• Texte retenu:
Source : Fraternité Matin – 23 Novembre 2004
Par le Pr. Saliou Touré
Abidjan
Pour accéder aux connaissances scientifiques, beaucoup de femmes devaient recourir aux enseignements d’un père, d’un frère ou d’un mari.
La faible proportion de femmes dans les professions scientifiques et technologiques, résultant des inégalités d’accès des jeunes filles et des femmes aux formations scientifiques et technologiques est une préoccupation majeure pour les gouvernements, les milieux scientifiques internationaux et les organisations féminines du monde entier.
I. INTRODUCTION
La faible proportion de femmes dans les professions scientifiques et technologiques, résultant des inégalités d’accès des jeunes filles et des femmes aux formations scientifiques et technologiques est une préoccupation majeure pour les gouvernements, les milieux scientifiques internationaux et les organisations féminines du monde entier.
C’est pourquoi, de nombreuses conférences internationales et de nombreuses études ont été consacrées à la place des femmes dans les carrières scientifiques et technologiques au cours de la dernière décennie.
Deux questions viennent tout de suite à l’esprit dès qu’on s’intéresse à la place des femmes dans la science et la technologie en Afrique : pourquoi y a-t-il si peu de filles dans les séries scientifiques des lycées et dans les filières scientifiques et technologiques des universités et des grandes écoles scientifiques? Et pourquoi peu de jeunes femmes ivoiriennes et africaines choisissent-elles une carrière scientifique ? Voilà les deux questions complexes et interdépendantes que nous nous proposons d’analyser en utilisant quelques données obtenues auprès du Ministère de l’Education Nationale.
En proposant les quelques éléments de réflexion qui suivent, nous avons pour objectif d’engager le dialogue et le débat et d’encourager des études plus précises visant à encourager les jeunes Ivoiriennes à prendre la place qui leur revient dans le développement de la science et de la technologie en Côte d’Ivoire et en Afrique.
II. LES FEMMES ET LA SCIENCE : SURVOL HISTORIQUE
Pendant des siècles, l’instruction et la formation étaient essentiellement assurées dans le monde occidental par les parents et par l’Eglise, de sorte que l’éducation, au sens formel du terme, touchait bien peu de gens.

• Consignes à suivre:
**1)** Quels acteurs l'article sur les femmes et la science dit-il préoccupés par la faible proportion de femmes dans les professions scientifiques et technologiques ? Donnez-les tous.
**2)** Dites si chaque affirmation est conforme ou non à l'article sur les femmes et la science, en citant les mots décisifs du texte.
(a) Les données analysées proviennent du Ministère de l'Education Nationale.
(b) Pendant des siècles, l'instruction en Occident était surtout assurée par l'État.
(c) Peu de conférences internationales ont porté sur la place des femmes dans les carrières scientifiques.
**3)** Recopiez à l'identique, s'il vous plaît, le passage de l'article sur les femmes et la science qui commence aux mots « En proposant les » et s'arrête après « et en Afrique. ».

• Entrées:

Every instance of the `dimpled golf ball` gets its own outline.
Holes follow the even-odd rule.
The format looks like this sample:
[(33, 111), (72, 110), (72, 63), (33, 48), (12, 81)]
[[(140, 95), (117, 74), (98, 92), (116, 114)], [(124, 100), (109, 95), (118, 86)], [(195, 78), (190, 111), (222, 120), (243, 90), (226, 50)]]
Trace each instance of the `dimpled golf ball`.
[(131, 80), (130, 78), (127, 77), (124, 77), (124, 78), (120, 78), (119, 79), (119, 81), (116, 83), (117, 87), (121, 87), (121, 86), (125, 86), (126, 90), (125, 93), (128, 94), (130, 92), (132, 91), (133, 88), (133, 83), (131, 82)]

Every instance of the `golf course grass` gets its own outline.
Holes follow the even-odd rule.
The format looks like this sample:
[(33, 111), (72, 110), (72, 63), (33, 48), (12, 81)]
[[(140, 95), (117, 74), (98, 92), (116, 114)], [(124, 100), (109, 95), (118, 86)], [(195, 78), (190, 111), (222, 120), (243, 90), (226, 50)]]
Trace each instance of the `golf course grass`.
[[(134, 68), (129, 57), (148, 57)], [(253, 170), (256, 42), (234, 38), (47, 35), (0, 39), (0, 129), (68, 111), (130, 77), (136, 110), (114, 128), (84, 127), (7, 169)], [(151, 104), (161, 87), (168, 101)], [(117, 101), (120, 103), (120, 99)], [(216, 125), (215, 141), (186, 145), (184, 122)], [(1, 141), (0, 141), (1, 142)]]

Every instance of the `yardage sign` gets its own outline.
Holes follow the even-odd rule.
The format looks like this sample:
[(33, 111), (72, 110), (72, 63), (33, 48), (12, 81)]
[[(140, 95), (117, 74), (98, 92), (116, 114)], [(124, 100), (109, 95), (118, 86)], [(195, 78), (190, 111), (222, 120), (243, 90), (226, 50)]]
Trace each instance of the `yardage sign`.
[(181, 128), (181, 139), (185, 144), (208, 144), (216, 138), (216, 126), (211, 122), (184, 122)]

• Corrigé des exercices:
**1)**
- les gouvernements
- les milieux scientifiques internationaux
- les organisations féminines du monde entier

**2)**
(a) Oui : « en utilisant quelques données obtenues auprès du Ministère de l’Education Nationale ».
(b) Non : « essentiellement assurées dans le monde occidental par les parents et par l’Eglise ».
(c) Non : « de nombreuses conférences internationales et de nombreuses études ont été consacrées à la place des femmes dans les carrières scientifiques et technologiques ».

**3)**
En proposant les quelques éléments de réflexion qui suivent, nous avons pour objectif d’engager le dialogue et le débat et d’encourager des études plus précises visant à encourager les jeunes Ivoiriennes à prendre la place qui leur revient dans le développement de la science et de la technologie en Côte d’Ivoire et en Afrique.